(Excerpts from point annotation data)
* * *

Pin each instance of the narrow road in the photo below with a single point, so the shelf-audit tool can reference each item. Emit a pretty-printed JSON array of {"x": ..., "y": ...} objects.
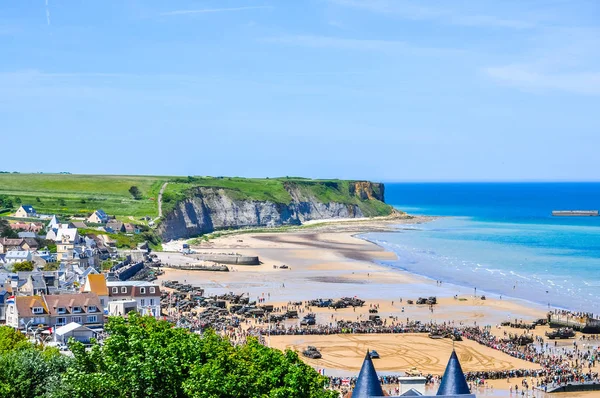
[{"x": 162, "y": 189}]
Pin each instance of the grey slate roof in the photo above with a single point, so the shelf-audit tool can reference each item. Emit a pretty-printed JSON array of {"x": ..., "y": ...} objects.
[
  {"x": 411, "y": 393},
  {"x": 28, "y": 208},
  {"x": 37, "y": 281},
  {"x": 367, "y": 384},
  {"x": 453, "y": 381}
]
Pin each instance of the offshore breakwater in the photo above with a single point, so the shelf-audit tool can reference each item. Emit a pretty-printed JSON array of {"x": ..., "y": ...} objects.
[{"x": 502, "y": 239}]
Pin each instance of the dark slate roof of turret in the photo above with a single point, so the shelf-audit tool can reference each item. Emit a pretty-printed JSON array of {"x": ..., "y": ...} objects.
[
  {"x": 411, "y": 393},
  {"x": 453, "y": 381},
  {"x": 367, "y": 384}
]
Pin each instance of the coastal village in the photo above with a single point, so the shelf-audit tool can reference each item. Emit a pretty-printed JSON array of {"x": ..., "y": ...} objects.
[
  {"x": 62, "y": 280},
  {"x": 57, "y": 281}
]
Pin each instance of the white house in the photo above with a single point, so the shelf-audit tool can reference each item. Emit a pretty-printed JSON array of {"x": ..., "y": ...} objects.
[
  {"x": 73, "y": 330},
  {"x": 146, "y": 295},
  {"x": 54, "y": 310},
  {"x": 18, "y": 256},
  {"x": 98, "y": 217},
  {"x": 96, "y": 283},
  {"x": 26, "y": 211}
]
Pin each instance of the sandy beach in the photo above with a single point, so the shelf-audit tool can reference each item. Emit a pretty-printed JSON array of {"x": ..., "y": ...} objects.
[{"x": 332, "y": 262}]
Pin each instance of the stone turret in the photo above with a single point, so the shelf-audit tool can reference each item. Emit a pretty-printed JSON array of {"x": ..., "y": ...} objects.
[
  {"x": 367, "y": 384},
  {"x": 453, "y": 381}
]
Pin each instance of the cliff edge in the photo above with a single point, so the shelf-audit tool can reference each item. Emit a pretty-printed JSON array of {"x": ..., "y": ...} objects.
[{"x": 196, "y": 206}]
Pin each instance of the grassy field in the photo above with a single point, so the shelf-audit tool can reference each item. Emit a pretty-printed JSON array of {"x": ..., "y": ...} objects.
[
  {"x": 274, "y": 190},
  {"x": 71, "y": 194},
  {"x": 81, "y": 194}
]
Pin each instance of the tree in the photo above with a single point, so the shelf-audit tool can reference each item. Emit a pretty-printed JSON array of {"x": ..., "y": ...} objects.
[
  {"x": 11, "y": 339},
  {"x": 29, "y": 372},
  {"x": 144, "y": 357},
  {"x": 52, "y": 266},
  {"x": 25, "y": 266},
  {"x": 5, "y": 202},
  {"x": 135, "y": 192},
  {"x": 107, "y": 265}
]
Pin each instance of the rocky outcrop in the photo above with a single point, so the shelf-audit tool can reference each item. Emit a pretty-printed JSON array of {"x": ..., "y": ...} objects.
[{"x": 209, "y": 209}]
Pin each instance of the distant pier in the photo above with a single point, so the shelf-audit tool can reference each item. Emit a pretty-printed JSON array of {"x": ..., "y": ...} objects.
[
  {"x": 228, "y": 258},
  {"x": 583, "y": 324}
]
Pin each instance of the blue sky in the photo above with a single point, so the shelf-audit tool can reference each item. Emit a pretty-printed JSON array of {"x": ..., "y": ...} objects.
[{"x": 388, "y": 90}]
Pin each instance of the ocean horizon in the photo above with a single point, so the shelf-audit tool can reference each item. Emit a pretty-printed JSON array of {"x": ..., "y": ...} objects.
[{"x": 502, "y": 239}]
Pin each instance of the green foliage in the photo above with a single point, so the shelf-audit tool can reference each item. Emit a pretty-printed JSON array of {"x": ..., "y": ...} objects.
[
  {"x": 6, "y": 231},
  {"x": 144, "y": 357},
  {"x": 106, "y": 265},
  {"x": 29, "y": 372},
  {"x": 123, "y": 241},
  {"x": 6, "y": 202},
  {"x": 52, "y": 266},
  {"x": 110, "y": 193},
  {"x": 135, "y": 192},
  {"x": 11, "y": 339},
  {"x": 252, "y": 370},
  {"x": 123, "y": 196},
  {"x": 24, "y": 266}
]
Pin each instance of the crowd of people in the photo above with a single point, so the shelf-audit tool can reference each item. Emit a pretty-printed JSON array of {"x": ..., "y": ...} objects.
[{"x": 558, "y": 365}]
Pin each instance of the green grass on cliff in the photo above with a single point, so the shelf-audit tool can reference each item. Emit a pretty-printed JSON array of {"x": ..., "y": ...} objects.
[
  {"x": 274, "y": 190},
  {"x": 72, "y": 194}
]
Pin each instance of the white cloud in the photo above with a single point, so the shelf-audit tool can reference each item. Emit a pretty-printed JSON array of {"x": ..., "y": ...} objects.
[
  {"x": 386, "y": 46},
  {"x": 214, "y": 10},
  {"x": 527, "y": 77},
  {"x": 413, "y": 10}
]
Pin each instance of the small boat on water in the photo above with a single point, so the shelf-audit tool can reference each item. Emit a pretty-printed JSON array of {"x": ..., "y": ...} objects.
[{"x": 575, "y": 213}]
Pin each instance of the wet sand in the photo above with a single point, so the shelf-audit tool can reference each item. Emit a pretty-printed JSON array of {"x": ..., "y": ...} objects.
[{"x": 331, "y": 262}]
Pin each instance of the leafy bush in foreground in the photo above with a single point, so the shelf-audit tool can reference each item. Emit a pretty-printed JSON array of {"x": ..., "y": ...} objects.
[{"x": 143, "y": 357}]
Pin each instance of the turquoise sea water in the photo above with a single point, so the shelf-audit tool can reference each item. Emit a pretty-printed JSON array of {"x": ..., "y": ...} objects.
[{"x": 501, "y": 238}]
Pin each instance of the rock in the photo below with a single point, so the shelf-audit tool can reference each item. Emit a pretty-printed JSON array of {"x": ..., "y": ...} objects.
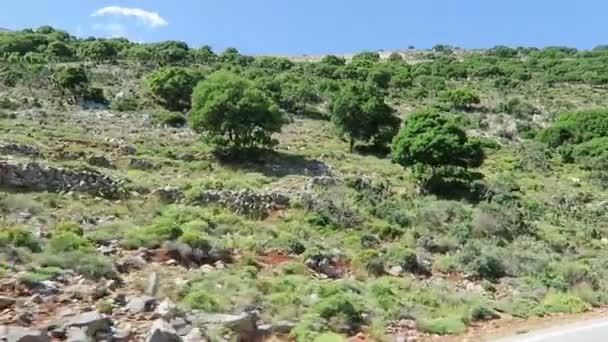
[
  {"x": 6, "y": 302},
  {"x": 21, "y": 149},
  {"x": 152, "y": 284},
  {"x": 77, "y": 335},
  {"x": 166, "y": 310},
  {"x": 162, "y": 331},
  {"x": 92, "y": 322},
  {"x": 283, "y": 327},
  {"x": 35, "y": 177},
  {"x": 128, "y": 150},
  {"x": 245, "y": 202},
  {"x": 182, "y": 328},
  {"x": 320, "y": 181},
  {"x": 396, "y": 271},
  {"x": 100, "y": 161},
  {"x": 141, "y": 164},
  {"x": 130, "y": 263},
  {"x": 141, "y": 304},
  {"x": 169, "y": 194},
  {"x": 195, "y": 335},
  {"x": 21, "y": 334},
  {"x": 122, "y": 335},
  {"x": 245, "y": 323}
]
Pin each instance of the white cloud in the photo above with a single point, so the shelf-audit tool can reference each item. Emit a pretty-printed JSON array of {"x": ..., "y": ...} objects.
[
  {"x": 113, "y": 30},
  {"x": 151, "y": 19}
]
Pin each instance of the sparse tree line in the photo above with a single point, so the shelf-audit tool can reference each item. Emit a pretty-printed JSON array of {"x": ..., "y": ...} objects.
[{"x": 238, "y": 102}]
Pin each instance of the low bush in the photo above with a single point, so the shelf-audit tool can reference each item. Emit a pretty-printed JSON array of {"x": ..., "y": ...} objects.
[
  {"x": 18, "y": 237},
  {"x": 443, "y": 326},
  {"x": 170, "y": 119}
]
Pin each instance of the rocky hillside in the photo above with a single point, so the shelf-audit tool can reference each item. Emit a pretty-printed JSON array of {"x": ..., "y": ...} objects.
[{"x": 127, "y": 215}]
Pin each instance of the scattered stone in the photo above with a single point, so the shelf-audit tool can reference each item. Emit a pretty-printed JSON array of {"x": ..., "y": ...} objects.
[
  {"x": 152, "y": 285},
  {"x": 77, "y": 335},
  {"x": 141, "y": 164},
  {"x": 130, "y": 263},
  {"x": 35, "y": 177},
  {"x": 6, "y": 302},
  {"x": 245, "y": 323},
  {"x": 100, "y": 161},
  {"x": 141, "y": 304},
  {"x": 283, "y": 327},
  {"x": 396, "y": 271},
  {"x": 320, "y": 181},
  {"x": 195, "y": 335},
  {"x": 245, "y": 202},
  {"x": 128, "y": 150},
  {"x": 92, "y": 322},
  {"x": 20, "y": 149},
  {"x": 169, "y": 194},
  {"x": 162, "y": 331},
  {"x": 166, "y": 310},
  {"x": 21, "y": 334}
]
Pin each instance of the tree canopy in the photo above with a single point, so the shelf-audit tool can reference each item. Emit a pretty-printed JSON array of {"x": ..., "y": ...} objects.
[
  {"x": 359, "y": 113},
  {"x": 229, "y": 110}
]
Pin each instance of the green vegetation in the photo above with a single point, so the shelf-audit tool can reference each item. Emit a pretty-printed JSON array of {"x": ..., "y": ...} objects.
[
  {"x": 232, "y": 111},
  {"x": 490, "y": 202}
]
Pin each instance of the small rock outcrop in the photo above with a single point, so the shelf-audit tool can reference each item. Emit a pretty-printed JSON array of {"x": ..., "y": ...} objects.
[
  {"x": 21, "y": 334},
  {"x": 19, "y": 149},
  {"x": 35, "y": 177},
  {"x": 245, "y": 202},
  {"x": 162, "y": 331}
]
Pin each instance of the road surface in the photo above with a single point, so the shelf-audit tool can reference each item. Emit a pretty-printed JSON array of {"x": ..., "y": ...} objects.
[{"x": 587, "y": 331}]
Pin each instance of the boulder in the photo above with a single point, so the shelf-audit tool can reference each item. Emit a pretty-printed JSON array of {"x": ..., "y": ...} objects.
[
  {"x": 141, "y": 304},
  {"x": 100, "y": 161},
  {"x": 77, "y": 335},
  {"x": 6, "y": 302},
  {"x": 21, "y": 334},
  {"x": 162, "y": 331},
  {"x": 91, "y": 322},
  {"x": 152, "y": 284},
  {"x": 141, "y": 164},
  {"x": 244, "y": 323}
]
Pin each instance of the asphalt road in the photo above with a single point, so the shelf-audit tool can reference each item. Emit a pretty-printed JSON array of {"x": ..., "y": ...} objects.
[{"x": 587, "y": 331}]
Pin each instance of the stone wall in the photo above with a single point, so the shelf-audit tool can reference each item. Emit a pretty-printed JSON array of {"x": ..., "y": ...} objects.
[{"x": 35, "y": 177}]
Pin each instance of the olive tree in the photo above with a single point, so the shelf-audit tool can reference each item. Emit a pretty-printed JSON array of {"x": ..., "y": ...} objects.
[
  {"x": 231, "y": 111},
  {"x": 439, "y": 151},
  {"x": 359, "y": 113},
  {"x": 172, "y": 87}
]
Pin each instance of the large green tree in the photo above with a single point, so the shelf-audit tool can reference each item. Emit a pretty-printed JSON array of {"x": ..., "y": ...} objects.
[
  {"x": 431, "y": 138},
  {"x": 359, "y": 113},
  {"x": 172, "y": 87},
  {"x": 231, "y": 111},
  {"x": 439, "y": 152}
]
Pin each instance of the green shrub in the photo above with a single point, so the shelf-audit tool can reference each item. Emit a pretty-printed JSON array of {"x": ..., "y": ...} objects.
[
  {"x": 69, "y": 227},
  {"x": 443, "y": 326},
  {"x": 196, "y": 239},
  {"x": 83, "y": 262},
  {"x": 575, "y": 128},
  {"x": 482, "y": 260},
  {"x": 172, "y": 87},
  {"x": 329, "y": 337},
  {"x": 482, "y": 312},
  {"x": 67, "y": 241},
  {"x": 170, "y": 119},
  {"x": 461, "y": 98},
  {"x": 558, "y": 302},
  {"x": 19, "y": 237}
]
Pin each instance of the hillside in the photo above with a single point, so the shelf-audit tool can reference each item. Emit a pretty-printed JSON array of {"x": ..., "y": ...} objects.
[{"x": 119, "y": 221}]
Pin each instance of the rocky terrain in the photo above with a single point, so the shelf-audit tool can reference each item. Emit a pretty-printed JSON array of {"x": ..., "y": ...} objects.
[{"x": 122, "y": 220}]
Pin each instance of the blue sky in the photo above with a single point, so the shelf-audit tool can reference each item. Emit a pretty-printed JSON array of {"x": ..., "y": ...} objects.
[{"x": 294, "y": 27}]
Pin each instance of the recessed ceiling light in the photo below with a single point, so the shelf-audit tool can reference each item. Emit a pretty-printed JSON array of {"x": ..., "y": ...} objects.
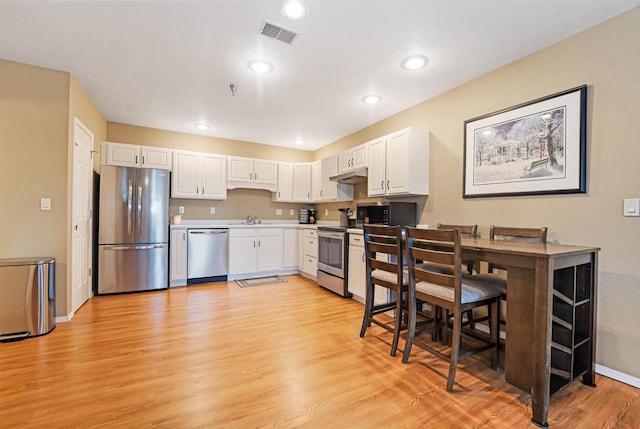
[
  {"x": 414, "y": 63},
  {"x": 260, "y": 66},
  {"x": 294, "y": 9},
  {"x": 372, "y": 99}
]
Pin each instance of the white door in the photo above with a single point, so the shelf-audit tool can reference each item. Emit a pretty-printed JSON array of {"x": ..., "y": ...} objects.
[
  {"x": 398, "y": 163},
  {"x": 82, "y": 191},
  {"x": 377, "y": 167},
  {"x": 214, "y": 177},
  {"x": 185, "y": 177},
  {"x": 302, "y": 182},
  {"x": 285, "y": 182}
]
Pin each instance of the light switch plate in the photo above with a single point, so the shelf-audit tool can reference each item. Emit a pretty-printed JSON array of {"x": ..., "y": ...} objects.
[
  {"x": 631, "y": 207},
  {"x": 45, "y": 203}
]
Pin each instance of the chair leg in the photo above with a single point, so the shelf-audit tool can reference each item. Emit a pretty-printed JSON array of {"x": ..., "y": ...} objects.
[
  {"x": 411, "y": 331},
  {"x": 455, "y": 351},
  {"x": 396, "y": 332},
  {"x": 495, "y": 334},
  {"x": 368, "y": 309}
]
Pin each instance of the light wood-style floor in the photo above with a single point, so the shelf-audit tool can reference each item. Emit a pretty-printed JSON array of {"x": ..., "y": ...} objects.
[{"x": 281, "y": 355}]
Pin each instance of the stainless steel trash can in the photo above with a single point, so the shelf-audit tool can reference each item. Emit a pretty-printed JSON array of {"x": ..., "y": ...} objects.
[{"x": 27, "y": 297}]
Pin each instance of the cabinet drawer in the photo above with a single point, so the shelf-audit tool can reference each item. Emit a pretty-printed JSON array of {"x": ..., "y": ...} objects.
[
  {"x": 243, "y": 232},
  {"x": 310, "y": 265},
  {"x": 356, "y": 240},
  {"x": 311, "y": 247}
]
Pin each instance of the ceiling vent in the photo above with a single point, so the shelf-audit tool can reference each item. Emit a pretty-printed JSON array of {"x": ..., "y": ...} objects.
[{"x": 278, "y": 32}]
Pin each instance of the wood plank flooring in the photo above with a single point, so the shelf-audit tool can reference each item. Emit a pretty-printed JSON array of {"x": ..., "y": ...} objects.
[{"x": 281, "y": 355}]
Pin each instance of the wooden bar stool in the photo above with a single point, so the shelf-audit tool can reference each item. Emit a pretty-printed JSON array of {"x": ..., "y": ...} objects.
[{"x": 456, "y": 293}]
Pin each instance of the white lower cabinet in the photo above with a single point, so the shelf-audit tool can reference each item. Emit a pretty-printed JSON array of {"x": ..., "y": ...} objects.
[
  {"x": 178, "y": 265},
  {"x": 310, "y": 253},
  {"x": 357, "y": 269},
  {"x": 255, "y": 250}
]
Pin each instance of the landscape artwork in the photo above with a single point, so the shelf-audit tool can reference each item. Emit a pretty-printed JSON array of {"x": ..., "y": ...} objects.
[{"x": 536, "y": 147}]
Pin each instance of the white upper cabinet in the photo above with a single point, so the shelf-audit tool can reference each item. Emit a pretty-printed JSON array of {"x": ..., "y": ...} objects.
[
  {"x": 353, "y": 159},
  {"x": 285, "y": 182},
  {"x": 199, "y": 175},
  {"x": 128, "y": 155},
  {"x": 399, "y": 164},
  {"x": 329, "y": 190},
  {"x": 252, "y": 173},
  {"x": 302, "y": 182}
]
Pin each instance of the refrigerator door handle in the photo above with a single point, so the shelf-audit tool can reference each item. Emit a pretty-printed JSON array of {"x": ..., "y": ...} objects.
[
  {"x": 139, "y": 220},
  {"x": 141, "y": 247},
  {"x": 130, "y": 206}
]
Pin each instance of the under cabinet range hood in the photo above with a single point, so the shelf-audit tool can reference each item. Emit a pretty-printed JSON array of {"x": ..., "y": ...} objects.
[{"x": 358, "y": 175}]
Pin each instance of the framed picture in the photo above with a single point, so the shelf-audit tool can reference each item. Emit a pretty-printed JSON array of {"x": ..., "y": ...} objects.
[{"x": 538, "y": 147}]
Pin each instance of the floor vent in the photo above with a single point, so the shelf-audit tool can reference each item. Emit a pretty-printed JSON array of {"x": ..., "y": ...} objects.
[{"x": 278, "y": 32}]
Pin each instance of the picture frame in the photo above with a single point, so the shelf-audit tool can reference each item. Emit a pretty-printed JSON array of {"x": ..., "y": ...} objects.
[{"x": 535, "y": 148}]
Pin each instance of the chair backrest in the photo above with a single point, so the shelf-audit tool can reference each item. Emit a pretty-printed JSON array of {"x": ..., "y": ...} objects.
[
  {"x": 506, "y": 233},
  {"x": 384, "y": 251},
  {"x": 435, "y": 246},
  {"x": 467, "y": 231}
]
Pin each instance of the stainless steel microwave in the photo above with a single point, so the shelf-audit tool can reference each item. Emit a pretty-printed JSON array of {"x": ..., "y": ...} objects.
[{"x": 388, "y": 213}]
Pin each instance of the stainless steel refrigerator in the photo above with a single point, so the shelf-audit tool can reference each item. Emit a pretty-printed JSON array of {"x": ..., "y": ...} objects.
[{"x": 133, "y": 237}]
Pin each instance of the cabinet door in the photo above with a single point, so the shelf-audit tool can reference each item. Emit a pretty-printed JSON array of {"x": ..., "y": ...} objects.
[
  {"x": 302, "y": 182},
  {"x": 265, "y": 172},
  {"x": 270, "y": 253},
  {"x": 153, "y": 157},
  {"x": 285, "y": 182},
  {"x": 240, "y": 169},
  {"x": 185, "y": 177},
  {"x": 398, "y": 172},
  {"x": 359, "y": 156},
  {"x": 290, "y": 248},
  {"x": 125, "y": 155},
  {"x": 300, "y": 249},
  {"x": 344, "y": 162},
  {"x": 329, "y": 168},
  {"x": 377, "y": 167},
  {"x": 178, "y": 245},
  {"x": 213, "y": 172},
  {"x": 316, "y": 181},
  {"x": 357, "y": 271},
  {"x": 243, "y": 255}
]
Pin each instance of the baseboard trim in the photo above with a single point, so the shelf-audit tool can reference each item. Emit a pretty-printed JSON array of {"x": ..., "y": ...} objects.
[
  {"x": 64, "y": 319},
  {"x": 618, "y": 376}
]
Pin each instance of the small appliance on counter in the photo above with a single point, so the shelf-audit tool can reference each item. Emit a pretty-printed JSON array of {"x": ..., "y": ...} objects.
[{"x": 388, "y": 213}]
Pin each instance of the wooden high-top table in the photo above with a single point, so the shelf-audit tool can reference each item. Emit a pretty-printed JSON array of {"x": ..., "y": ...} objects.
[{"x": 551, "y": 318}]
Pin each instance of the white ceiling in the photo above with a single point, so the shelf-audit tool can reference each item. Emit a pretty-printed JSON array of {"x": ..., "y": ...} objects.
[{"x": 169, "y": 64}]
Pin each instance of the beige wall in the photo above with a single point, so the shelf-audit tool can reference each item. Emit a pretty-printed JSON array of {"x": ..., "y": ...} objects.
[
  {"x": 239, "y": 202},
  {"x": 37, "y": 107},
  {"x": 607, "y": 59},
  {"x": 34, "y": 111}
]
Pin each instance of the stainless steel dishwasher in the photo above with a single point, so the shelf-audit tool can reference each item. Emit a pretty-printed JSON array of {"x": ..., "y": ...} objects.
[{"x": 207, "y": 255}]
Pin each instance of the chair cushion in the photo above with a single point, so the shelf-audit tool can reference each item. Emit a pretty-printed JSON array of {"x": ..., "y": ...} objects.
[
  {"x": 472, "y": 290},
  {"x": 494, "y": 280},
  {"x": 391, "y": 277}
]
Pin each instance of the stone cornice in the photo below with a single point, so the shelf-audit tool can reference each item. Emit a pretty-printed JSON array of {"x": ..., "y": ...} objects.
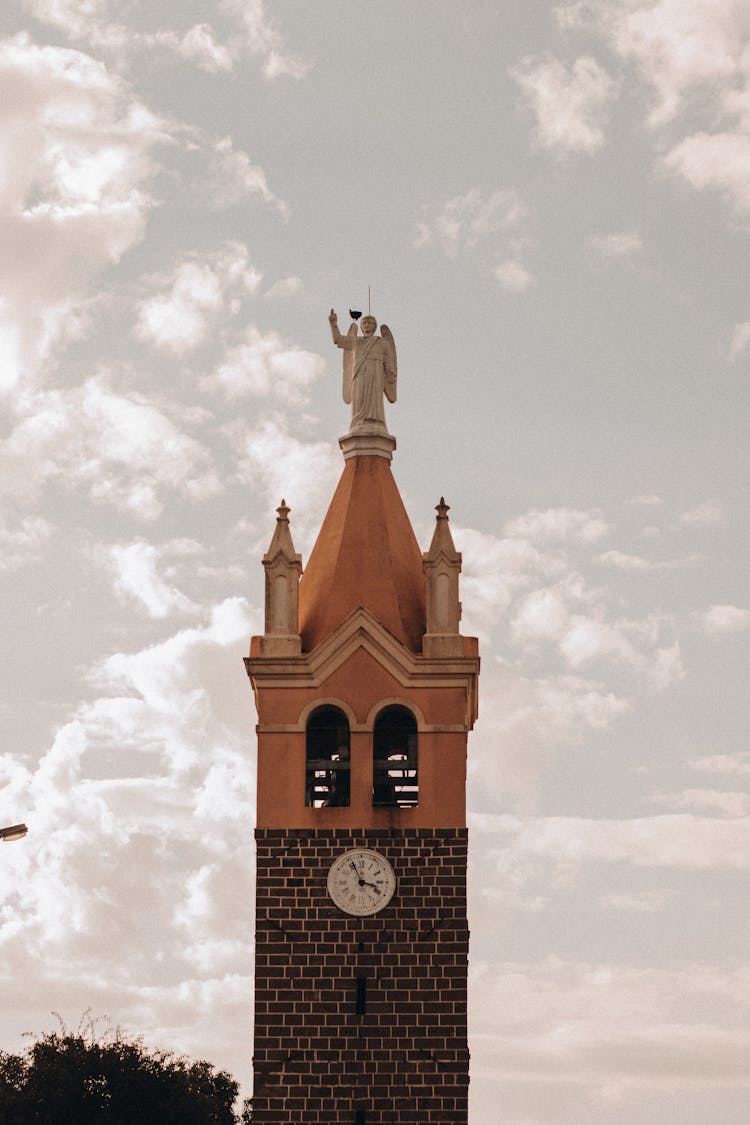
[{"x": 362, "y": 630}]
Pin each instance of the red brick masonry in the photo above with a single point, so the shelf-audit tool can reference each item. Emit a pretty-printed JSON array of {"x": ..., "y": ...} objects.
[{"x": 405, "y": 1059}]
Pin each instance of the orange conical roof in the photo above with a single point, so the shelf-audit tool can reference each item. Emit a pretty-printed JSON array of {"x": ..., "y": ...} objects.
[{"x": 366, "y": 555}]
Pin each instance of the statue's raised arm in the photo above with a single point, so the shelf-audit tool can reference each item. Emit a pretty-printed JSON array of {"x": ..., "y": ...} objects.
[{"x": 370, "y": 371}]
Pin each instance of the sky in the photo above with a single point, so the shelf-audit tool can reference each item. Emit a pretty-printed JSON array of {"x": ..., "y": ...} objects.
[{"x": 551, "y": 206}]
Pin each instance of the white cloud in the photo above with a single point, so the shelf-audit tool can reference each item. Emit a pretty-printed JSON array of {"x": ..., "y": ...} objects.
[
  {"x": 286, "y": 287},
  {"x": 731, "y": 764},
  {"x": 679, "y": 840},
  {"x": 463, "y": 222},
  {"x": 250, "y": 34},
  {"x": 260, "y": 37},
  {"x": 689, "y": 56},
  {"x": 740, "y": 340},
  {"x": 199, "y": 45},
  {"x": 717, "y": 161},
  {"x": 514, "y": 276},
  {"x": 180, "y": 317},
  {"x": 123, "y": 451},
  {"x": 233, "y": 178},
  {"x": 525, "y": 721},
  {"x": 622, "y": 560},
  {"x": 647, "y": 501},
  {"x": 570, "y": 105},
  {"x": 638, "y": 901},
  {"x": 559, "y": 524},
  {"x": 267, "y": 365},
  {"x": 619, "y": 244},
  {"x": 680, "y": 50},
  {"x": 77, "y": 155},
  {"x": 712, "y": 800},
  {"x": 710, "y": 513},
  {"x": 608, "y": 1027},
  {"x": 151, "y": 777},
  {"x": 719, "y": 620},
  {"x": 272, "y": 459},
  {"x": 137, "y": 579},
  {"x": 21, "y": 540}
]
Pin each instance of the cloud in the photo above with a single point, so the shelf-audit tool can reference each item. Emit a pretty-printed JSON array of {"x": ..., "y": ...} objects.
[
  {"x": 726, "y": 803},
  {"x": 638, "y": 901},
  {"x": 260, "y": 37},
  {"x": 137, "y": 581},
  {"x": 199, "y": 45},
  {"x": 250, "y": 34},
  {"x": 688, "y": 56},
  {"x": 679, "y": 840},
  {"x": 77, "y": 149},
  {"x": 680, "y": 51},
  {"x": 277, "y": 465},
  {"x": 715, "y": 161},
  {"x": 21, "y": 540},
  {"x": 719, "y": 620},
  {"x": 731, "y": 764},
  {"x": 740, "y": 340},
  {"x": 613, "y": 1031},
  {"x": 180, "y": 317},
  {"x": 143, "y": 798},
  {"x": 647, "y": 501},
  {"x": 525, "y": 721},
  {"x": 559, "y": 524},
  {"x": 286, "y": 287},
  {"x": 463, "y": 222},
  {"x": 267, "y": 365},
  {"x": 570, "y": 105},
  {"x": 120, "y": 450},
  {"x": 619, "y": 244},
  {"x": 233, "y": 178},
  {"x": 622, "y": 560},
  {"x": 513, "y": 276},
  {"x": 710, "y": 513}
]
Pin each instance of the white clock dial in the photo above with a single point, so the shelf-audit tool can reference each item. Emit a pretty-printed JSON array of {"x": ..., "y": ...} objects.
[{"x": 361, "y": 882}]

* * *

→ **Brief**
Repeat only what runs from the line holding "Pin each instance of the cloud" to the end of the data, keeping every line exactly as written, first and last included.

→ **The answer**
Pin each instance of the cloud in the photo above with a single point, so the shelf-audit tool can reference each item. Emit a pretty-printed JSON array of {"x": ..., "y": ...} objects.
[
  {"x": 726, "y": 803},
  {"x": 638, "y": 901},
  {"x": 260, "y": 37},
  {"x": 137, "y": 581},
  {"x": 199, "y": 45},
  {"x": 250, "y": 34},
  {"x": 688, "y": 56},
  {"x": 679, "y": 840},
  {"x": 77, "y": 149},
  {"x": 680, "y": 51},
  {"x": 277, "y": 465},
  {"x": 715, "y": 161},
  {"x": 21, "y": 540},
  {"x": 719, "y": 620},
  {"x": 731, "y": 764},
  {"x": 740, "y": 340},
  {"x": 613, "y": 1031},
  {"x": 180, "y": 317},
  {"x": 143, "y": 798},
  {"x": 647, "y": 501},
  {"x": 525, "y": 721},
  {"x": 559, "y": 524},
  {"x": 286, "y": 287},
  {"x": 463, "y": 222},
  {"x": 267, "y": 365},
  {"x": 570, "y": 105},
  {"x": 120, "y": 450},
  {"x": 619, "y": 244},
  {"x": 233, "y": 178},
  {"x": 622, "y": 560},
  {"x": 513, "y": 276},
  {"x": 710, "y": 513}
]
Pin each instance of the white clock dial in the photo above with a single point, so the shelf-audit tool can reference each item. Emit a pretty-printed JSON array of {"x": ..., "y": ...} objects.
[{"x": 361, "y": 882}]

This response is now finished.